--- START ---
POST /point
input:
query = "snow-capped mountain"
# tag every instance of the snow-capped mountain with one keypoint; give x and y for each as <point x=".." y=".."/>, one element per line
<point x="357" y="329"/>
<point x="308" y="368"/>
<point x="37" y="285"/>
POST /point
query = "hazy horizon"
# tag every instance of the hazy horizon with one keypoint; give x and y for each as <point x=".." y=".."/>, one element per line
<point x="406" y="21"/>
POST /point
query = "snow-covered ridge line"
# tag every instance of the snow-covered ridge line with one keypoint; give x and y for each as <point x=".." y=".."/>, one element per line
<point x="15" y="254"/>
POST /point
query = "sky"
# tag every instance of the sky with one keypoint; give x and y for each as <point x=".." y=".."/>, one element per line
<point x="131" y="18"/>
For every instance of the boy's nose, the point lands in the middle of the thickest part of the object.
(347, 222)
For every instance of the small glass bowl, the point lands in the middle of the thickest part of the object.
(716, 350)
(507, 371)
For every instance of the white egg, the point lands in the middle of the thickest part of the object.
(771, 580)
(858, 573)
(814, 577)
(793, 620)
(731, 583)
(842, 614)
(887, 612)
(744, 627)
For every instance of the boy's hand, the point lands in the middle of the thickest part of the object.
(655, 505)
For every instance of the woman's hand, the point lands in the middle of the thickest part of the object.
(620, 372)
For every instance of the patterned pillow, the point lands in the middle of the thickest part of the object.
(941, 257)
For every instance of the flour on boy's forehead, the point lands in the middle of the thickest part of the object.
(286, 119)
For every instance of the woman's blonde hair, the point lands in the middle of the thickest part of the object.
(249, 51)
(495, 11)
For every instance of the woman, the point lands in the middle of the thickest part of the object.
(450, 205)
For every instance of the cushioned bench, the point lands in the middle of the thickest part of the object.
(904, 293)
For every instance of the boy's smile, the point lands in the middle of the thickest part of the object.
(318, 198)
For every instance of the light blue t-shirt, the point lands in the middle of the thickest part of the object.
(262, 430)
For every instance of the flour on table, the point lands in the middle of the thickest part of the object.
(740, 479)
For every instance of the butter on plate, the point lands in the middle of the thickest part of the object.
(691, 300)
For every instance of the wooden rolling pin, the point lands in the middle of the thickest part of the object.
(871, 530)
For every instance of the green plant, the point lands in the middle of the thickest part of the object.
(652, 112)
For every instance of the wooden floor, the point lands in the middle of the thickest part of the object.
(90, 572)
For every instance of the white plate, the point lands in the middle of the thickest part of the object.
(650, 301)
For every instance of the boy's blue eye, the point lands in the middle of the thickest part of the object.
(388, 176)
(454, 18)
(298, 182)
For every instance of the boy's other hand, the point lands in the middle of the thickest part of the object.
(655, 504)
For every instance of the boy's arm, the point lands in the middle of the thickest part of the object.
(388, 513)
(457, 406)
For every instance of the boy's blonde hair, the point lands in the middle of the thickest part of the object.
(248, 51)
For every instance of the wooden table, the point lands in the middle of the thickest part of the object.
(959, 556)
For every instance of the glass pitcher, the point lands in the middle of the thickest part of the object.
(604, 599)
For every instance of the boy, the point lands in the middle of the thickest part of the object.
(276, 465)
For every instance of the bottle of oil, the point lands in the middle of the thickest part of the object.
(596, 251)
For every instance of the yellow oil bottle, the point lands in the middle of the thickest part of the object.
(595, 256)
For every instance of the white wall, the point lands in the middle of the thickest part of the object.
--- END ---
Reproduce each line of the entries in which the word "query" is found.

query = "snow-capped mountain"
query = "hazy horizon"
query = "snow-covered ridge line"
query = "sky"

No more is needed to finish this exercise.